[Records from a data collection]
** start **
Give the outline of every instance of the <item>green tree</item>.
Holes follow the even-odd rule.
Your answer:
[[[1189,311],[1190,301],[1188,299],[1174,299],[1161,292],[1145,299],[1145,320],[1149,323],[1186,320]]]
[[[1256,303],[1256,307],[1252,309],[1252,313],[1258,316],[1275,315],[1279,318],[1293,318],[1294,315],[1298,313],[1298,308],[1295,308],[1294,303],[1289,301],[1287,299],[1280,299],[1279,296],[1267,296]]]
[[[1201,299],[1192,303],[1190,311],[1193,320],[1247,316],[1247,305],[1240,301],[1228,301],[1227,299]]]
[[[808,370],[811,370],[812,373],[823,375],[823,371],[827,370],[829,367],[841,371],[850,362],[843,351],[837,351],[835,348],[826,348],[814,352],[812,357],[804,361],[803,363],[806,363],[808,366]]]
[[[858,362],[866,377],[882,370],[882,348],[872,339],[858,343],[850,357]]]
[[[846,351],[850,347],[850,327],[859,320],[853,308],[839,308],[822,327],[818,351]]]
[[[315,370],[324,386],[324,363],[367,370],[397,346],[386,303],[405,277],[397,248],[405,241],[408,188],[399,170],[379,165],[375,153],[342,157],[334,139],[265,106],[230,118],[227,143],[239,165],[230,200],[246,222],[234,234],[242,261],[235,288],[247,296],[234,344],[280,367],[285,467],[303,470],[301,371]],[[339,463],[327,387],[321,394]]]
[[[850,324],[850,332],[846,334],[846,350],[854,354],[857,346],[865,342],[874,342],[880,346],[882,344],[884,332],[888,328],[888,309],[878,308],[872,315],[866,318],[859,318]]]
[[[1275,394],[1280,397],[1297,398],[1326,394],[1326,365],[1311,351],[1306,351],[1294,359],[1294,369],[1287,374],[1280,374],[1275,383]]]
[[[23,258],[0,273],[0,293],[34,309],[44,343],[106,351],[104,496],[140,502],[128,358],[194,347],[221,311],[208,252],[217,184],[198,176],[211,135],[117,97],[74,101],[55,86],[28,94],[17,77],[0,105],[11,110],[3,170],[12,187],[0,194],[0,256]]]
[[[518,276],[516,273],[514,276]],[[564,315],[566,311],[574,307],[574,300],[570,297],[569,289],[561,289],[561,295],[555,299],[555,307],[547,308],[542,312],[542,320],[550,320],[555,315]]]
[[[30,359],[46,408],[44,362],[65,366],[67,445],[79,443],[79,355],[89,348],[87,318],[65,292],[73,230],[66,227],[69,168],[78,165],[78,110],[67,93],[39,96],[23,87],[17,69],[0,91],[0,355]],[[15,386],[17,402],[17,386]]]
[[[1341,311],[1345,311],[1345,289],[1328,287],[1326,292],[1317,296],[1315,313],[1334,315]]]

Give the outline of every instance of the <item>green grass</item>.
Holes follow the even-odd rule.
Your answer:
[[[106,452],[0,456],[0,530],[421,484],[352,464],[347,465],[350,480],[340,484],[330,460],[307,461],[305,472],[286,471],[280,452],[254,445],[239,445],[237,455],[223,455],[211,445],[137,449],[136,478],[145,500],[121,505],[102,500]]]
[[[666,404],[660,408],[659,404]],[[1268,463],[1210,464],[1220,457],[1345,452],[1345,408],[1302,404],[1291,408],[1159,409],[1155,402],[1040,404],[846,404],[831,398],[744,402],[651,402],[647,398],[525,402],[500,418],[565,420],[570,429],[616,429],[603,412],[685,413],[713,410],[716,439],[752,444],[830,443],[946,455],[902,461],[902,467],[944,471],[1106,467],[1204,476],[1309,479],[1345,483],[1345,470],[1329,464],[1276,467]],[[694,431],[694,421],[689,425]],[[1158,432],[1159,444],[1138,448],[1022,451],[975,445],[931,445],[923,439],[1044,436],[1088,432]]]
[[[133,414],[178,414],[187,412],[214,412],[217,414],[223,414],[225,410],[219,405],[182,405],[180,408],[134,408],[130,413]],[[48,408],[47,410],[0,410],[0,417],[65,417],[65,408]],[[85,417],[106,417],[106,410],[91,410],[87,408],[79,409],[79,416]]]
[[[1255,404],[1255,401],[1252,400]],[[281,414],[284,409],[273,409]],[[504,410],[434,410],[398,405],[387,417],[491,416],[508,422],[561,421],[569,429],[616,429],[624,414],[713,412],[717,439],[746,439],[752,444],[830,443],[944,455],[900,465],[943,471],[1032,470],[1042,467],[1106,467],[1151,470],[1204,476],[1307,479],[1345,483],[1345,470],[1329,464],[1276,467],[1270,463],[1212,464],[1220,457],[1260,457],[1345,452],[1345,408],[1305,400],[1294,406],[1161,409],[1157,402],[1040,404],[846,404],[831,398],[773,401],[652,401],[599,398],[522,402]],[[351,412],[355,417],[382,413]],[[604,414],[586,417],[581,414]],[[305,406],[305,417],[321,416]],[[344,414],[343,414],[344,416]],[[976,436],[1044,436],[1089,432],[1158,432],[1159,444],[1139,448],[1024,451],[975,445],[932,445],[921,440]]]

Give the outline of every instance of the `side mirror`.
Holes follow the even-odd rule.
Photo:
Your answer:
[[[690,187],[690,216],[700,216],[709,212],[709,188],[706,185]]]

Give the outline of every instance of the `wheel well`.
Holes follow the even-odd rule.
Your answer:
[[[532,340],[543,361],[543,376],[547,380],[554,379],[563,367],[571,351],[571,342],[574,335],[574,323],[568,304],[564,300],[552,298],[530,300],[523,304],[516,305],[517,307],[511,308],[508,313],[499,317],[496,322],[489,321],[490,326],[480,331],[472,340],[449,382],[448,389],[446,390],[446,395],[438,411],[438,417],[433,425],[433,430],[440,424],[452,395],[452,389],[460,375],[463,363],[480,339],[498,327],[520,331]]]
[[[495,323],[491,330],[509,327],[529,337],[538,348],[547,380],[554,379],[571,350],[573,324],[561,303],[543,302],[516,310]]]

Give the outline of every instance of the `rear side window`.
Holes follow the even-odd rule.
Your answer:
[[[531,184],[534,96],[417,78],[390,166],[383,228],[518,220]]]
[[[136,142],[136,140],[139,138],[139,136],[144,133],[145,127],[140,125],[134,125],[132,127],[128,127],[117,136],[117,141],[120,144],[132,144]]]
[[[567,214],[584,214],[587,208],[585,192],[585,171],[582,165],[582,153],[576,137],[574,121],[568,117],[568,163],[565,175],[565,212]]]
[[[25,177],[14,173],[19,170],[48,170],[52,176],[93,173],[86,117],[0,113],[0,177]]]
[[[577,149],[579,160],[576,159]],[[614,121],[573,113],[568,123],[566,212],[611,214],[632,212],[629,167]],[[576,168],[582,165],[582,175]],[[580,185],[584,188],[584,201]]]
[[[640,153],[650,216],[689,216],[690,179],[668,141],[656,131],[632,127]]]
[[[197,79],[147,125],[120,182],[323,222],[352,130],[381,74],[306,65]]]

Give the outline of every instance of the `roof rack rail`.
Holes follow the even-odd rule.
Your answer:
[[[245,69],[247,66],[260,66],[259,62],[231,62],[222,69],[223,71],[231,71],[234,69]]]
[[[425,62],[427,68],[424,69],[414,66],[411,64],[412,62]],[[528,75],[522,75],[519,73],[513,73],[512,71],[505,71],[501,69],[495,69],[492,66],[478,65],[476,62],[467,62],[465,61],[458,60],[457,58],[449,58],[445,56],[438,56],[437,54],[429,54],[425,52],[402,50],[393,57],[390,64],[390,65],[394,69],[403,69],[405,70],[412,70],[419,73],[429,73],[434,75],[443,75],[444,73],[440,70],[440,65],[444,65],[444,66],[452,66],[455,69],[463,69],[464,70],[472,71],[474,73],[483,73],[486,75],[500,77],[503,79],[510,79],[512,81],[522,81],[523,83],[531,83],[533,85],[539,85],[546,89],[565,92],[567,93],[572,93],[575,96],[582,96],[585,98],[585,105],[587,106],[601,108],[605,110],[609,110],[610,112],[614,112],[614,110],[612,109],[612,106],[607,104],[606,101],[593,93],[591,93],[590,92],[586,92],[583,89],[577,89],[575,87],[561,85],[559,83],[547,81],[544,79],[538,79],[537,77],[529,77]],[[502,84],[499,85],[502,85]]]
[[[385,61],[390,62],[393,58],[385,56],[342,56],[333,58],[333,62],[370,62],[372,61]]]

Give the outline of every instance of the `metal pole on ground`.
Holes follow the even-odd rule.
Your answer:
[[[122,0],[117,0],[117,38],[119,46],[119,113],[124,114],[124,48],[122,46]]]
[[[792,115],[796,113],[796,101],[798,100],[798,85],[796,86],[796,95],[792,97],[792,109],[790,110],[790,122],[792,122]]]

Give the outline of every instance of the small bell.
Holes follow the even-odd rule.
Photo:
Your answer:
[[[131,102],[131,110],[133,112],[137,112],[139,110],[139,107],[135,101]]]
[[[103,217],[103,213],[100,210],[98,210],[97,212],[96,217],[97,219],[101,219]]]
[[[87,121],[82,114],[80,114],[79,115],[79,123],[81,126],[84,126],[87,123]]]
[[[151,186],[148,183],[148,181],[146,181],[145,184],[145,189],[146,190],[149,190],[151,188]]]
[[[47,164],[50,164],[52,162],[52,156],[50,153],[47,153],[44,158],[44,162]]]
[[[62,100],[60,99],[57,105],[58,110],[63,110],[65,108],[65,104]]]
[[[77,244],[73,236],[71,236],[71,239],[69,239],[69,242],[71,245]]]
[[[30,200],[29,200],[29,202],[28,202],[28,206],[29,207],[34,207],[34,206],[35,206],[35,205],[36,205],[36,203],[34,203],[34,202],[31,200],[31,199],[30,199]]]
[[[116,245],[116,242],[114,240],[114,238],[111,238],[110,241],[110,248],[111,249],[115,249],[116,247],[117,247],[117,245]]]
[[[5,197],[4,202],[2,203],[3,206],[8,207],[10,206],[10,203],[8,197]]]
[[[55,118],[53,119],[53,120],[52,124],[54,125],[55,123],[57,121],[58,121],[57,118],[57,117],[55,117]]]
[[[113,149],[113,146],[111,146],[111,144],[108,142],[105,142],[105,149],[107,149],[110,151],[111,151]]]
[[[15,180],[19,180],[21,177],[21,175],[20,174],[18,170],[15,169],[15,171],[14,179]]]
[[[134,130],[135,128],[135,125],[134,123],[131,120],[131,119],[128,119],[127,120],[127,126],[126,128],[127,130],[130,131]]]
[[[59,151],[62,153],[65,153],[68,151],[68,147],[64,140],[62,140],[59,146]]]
** end **
Give back the lines above exactly, from the one with "Give the outline of every instance of the small" through the last line.

Give the outline of every instance of the small bell.
Holes follow the even-odd rule.
Photo:
Your answer:
[[[131,102],[131,110],[133,112],[137,112],[139,110],[139,107],[135,101]]]
[[[103,217],[103,213],[100,210],[98,210],[97,212],[96,217],[97,219],[101,219]]]
[[[87,121],[82,114],[80,114],[79,115],[79,123],[81,126],[84,126],[87,123]]]
[[[151,186],[148,183],[148,181],[146,181],[145,184],[145,189],[146,190],[149,190],[151,188]]]
[[[47,164],[50,164],[52,162],[52,156],[50,153],[47,153],[44,158],[44,162]]]
[[[62,100],[60,99],[57,105],[58,110],[63,110],[65,108],[65,104]]]
[[[77,244],[73,236],[71,236],[71,239],[69,239],[69,242],[71,245]]]
[[[30,200],[29,200],[29,202],[28,202],[28,206],[29,207],[34,207],[34,206],[35,206],[35,205],[36,205],[36,203],[34,203],[34,202],[31,200],[31,199],[30,199]]]
[[[116,245],[116,242],[114,240],[114,238],[111,238],[110,241],[110,248],[111,249],[115,249],[116,247],[117,247],[117,245]]]
[[[5,197],[4,202],[2,203],[3,206],[8,207],[10,206],[10,203],[8,197]]]
[[[55,118],[53,119],[53,120],[52,124],[54,125],[55,123],[57,121],[58,121],[57,118],[57,117],[55,117]]]
[[[113,149],[113,146],[111,146],[111,144],[108,142],[105,142],[105,149],[107,149],[110,151],[111,151]]]
[[[15,180],[19,180],[21,177],[21,175],[20,174],[18,170],[15,169],[15,171],[14,179]]]
[[[134,130],[135,128],[135,125],[134,123],[131,120],[131,119],[128,119],[127,120],[127,126],[126,128],[127,130],[130,131]]]
[[[59,151],[62,153],[65,153],[68,151],[68,147],[64,140],[62,140],[59,146]]]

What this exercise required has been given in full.